[Extracted records]
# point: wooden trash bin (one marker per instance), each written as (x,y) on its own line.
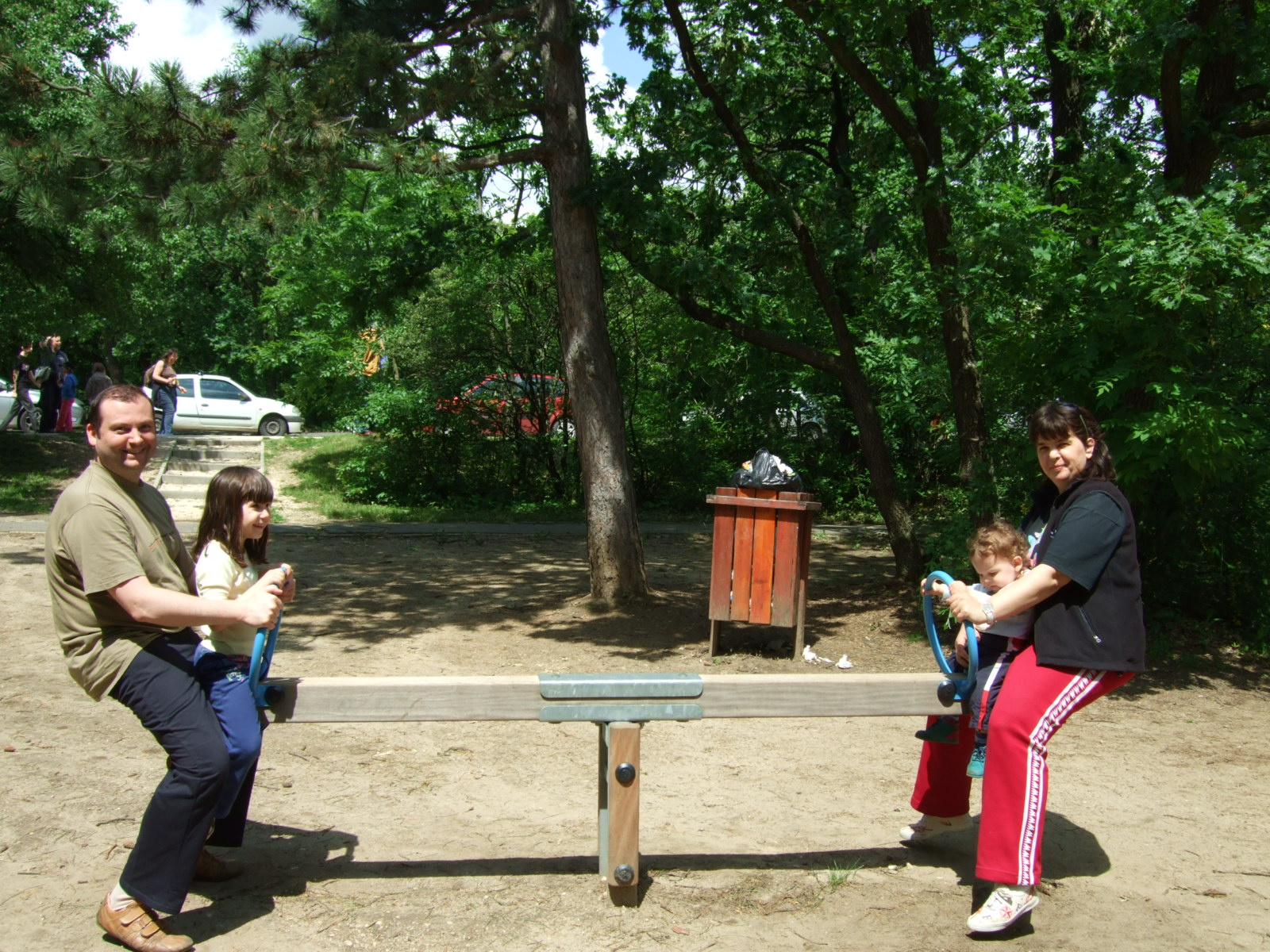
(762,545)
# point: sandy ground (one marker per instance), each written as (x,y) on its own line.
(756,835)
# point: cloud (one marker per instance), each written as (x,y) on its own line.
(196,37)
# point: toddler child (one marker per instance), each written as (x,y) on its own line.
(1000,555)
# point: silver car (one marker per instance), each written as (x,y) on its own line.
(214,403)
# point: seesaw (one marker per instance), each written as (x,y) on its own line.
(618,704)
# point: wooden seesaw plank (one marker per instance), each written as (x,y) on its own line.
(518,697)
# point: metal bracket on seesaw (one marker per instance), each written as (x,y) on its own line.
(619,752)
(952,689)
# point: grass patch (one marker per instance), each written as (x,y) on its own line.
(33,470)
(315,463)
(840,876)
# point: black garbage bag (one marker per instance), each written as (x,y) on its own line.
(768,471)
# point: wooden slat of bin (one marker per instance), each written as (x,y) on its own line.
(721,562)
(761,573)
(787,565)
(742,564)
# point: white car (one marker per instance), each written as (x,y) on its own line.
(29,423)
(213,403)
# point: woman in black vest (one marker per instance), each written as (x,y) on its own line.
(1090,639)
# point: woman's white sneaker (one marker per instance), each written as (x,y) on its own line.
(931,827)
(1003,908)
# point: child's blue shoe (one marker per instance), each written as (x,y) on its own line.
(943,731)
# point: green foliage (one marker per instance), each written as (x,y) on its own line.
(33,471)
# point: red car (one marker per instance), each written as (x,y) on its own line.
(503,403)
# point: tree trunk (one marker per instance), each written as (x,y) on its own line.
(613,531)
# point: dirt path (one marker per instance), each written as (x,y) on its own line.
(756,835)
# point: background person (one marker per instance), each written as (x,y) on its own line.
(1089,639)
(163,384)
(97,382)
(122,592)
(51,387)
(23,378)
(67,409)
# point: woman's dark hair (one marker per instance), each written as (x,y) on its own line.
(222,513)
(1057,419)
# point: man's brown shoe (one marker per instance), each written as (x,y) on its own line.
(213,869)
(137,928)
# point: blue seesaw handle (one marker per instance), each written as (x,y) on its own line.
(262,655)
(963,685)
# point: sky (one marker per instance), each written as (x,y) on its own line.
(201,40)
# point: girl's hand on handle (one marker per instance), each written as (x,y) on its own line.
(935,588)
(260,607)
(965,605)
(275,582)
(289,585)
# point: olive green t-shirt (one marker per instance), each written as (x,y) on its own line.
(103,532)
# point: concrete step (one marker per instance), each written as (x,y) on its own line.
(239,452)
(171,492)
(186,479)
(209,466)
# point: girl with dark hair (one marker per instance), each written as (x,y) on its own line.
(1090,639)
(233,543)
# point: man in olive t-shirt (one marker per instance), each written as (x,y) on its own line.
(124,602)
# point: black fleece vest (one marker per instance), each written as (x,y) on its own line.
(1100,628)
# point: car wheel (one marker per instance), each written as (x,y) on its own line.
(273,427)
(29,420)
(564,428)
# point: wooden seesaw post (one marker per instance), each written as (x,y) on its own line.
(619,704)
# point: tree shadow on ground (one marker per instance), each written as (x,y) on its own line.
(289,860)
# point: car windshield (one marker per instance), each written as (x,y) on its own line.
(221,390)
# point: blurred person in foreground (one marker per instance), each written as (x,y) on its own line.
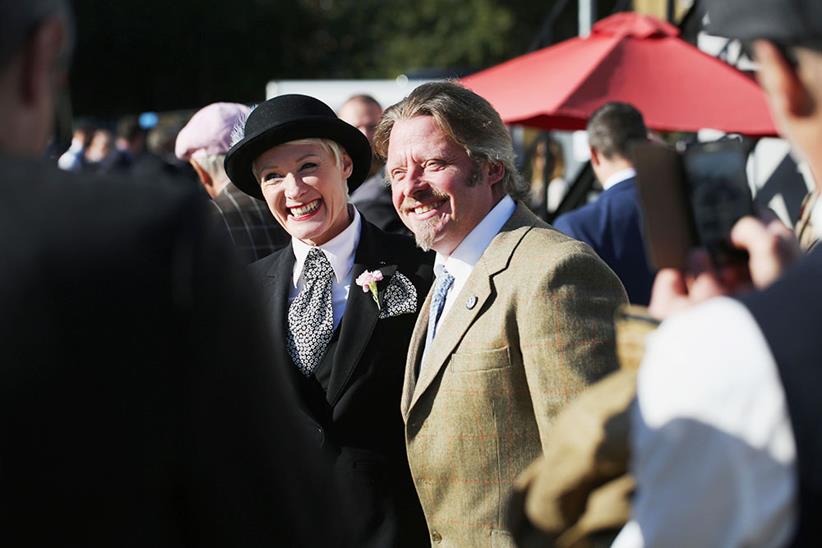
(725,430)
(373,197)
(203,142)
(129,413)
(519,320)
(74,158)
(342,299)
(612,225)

[Try it] Print the listing word for word but skip its pictures.

[Worked solution]
# point: wooden trash bin (one marker per instance), each written as (x,y) on its own line.
(762,545)
# point: sandy ground (one marker per instance), each written as (x,y) on its own line.
(756,835)
# point: cloud (one marker per instance), each written as (x,y) on its own line.
(196,37)
# point: toddler child (one marker per instance), each written as (x,y) on its own line.
(1000,555)
# point: silver car (one marker per instance), each written as (x,y) on its own line.
(214,403)
# point: seesaw (one marker per instance), each written as (x,y) on its own line.
(618,704)
# point: wooden seesaw plank (one marker per instance), each written as (x,y) on its own line.
(518,697)
# point: metal bracket on seesaw (one marker per instance), each written as (x,y) on its own line.
(619,752)
(952,689)
# point: grass patch (one marker per instance), each written as (x,y) on its own line.
(33,470)
(315,463)
(840,876)
# point: black garbage bag (one marker per instance), each written as (x,y) on its own line.
(768,471)
# point: wooden slat of bin (one marker per instance), each written as (x,y) on its own line.
(721,562)
(761,573)
(787,565)
(742,564)
# point: white car (one marker per instance), each written as (x,y) on its own line.
(29,423)
(213,403)
# point: woman in black vest (one marker per instance), each written as (x,y) on its own line.
(1090,639)
# point: woman's white sneaker (one marker per instance), each written as (x,y) on its own line.
(931,827)
(1003,908)
# point: child's blue shoe (one marker per instance), each written as (x,y) on its own line.
(943,731)
# point: green foliage (one marker per instance), each written as (x,y) on its own line.
(33,471)
# point: red car (one marker per instance), each written as (x,y) on its own line.
(503,403)
# point: tree trunk (one marker per instance), each written as (x,y) on its own line.
(613,531)
# point: dirt path (one marker per instance), each written as (x,y) on its own line.
(756,835)
# point: background person (one marker per instance), each written as (x,y) on its own line.
(1089,639)
(163,384)
(97,382)
(122,592)
(51,387)
(23,378)
(67,409)
# point: woman's dark hair (one marker per instance), each written as (x,y) on its own line.
(222,513)
(1057,419)
# point: man's brown shoe (one marker per instance), each written as (x,y) on its own line.
(213,869)
(137,928)
# point: blue seesaw handle (one marker per instance), each written as (x,y) on its own line.
(262,655)
(963,685)
# point: sky (one marker per instance), each written as (x,y) on its own line.
(201,40)
# point: girl's hand on handle (one marker per instance), each written as (x,y) on its own line.
(935,588)
(260,607)
(965,605)
(275,582)
(289,585)
# point: olive green t-shirt (one marker per instance), each written as (x,y) on its own line.
(103,532)
# point: concrete step (one marker per instance), each written as (x,y) on its own line.
(239,452)
(171,492)
(186,479)
(209,466)
# point: girl with dark hair (one marker per instance), each written as (x,y) on its own line.
(1090,639)
(233,543)
# point: man in olive t-shirt (one marker per instance), each written as (x,y) on its own line.
(124,602)
# point: black fleece vest (one marker per instance), each written as (x,y) on its own line.
(1100,628)
# point: car wheel (one marker per instance), each written as (x,y) on its own line.
(273,427)
(29,420)
(564,428)
# point: wooden seesaw post (one marker per instance), each written as (x,y) on its own line.
(619,704)
# point: tree shadow on ground (one marker per instance), each written as (x,y) on its own line.
(289,860)
# point: car windshield (one marker per instance), each written as (x,y) on its own line.
(221,390)
# point: blurred person in foreground (one marker per instance), each written as (x,y) on its own line.
(725,430)
(373,197)
(203,142)
(129,413)
(519,320)
(74,158)
(342,299)
(612,225)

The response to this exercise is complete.